:: Written instruction ::
Find the line containing "Question. For every instance of the blonde". Return it and every line after it, unchanged, up to and including the last line.

══════════

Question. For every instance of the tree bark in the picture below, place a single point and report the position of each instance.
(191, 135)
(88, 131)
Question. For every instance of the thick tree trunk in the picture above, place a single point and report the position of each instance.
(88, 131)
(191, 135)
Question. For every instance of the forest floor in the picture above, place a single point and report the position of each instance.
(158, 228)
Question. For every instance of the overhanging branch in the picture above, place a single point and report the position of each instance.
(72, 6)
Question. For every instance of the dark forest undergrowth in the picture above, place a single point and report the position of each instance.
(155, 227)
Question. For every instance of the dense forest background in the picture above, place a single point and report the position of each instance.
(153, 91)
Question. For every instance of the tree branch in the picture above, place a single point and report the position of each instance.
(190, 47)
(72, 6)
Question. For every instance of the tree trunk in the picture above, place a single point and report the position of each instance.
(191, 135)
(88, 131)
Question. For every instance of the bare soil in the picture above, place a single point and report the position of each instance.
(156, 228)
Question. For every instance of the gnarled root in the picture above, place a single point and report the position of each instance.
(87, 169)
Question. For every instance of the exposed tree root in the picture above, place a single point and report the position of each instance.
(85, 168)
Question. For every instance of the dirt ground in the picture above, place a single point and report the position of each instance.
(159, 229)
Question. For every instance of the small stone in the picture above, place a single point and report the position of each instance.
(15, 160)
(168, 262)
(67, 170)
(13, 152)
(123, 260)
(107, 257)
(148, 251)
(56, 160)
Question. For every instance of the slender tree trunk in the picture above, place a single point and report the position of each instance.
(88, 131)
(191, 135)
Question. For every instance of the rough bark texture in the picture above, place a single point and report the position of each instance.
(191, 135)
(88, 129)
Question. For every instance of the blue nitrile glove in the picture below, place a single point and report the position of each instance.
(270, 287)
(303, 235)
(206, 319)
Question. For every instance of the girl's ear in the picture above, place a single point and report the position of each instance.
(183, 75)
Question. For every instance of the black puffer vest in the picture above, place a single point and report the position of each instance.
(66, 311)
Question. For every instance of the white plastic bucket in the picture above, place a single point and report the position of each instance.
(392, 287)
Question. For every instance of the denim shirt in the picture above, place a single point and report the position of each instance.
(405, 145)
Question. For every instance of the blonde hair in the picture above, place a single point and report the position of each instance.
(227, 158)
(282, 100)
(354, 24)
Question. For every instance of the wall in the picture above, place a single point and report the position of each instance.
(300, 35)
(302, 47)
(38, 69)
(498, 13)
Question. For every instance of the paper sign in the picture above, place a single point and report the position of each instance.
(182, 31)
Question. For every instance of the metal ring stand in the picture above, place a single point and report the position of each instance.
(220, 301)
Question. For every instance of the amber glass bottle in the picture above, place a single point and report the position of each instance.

══════════

:: Task solution ::
Question. For every instance of the blonde hair in the picture above, place a single point and report the position of each instance.
(227, 158)
(282, 100)
(354, 24)
Question. For every instance of the wall in the picture above, place a single point and report the position of each instance.
(300, 35)
(302, 47)
(38, 69)
(498, 13)
Question. For every instance of the paper sign in the picture above, place a single point and report the position of each instance.
(182, 31)
Question. For every instance of the metal ring stand in the picture above, place a single point and report the position of each instance.
(220, 301)
Question. For every instance of the amber glass bottle in the picture above, place a single point and report the position of each instance.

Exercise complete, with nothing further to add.